**WHAT IS NEEDED**.
Would you write out the lines from the one containing "point: the desk leg" to the end of the records below, exactly and in full, please?

_ _ _ _

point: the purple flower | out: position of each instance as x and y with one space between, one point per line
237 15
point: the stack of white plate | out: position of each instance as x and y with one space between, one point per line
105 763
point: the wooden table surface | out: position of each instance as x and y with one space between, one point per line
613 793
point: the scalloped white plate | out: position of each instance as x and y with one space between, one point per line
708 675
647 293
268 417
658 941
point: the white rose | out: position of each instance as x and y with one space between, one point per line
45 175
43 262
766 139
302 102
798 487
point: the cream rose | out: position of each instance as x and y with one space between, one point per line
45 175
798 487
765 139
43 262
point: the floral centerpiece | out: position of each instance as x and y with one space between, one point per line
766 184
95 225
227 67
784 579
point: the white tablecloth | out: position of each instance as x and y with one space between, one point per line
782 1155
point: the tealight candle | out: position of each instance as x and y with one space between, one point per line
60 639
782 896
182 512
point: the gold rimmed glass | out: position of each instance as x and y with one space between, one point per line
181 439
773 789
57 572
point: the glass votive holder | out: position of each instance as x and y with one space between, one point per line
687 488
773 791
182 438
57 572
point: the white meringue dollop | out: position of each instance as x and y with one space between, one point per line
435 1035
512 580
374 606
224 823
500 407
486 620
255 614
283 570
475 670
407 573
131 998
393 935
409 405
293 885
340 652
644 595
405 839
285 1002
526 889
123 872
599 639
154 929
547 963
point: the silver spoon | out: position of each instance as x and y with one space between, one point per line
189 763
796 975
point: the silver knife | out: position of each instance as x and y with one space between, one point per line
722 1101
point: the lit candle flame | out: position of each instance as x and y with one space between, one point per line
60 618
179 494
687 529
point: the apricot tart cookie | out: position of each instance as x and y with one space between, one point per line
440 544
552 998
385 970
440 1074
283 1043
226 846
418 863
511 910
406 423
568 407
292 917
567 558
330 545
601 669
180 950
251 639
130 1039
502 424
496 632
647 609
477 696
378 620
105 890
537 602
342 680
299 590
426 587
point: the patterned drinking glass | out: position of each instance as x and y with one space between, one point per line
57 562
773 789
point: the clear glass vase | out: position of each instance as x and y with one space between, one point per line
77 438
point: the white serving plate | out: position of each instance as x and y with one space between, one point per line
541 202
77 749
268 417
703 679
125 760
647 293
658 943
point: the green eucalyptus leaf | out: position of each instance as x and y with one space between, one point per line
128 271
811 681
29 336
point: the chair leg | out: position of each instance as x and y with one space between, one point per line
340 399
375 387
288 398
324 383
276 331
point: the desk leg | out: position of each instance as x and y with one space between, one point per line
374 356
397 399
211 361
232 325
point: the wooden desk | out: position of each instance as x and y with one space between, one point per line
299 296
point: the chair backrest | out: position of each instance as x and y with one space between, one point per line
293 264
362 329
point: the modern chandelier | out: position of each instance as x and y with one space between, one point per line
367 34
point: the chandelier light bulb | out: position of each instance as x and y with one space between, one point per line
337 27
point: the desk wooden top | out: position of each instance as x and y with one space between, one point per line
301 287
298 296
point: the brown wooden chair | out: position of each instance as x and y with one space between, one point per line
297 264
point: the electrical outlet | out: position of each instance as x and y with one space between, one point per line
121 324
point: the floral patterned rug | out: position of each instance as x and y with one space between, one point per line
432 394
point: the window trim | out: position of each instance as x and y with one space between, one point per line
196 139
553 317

_ _ _ _

**FINISHED EXERCISE**.
point: the desk leg | out: position of each instance as x and y with one space between, one point per line
374 356
397 399
211 361
232 325
point: the wooden desk | out: position of each instance as x and y with one space between, one point per line
299 296
point: the chair backrest | out: position of each instance as x and y with one space between, one point per line
293 264
362 329
point: the modern chandelier | out: position of each instance as x and y with one space between, one point per line
367 34
point: the chandelier light bulb | out: position of each instance as x and y with one space between, one point per line
337 27
point: the desk wooden top | out: position of each instance as x and y with one space between, one point per line
301 287
298 296
point: the brown wooden chair | out: position of each instance as x and y with one space between, one point per line
297 264
point: the electrical outlet | out: position of each instance as x and y with one space between, one point per line
121 324
point: the floral patterned rug | out: position of each instance as x and y with one space between, one point per line
432 394
point: the window trim | out: position of each instance as x and y with one space between, one point per line
196 139
553 317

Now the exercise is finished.